Material provided
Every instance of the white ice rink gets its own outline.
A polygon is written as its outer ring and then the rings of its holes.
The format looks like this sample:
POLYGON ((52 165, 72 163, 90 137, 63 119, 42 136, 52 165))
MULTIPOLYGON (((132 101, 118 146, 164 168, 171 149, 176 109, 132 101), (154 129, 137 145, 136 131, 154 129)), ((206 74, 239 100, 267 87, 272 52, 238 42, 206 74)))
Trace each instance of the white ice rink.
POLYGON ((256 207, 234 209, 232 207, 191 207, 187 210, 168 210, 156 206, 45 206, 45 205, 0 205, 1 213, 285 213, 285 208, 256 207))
...
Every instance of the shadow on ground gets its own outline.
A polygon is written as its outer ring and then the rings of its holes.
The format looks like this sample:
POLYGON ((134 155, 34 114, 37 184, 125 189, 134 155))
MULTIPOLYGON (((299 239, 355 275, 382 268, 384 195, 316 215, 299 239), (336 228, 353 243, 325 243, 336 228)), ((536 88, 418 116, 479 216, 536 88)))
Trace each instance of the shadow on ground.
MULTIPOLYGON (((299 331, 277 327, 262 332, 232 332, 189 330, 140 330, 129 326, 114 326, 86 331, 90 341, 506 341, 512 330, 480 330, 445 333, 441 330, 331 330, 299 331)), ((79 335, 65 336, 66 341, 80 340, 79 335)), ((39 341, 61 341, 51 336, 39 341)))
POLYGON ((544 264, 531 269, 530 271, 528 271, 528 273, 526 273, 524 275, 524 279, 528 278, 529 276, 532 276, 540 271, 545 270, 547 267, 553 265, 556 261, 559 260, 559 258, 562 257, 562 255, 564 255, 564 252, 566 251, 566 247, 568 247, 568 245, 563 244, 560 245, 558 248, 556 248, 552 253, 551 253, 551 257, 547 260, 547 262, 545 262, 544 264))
...
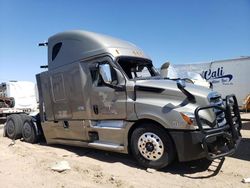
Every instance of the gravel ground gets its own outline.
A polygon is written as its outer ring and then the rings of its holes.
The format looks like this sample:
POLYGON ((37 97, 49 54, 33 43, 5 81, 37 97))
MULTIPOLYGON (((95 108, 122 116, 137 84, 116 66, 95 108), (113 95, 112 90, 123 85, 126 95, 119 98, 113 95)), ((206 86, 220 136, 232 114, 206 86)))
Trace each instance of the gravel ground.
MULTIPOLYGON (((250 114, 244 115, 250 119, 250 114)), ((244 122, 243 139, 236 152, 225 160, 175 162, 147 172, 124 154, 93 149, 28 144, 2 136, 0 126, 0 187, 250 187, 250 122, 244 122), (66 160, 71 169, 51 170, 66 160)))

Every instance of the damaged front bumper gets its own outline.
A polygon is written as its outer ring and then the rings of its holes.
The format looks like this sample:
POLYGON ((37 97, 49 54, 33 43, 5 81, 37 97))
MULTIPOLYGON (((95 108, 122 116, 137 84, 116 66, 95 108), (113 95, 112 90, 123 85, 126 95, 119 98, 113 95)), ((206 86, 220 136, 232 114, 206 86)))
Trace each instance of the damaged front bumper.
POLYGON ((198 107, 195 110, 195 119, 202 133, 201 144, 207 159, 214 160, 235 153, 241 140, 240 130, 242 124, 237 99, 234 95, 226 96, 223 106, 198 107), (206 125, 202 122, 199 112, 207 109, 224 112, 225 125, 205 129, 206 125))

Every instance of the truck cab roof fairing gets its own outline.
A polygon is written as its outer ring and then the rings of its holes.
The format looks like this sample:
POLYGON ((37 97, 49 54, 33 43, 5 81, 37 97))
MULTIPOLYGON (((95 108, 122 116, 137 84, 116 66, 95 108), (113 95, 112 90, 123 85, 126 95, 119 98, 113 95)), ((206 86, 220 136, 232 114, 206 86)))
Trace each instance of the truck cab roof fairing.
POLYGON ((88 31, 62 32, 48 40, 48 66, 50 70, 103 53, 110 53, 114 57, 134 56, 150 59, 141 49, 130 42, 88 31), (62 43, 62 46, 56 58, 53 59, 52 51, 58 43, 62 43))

Your task
When you reach the line holding "POLYGON ((52 165, 72" in the records above, begin reproducing exactly, stop after the line holding "MULTIPOLYGON (((132 101, 118", and output nothing else.

Written answer
POLYGON ((52 165, 72 163, 90 137, 63 119, 42 136, 52 165))
MULTIPOLYGON (((132 101, 118 146, 164 168, 171 149, 176 109, 132 101), (154 129, 137 145, 136 131, 154 129)), ((206 74, 239 100, 267 87, 272 52, 238 42, 206 74)))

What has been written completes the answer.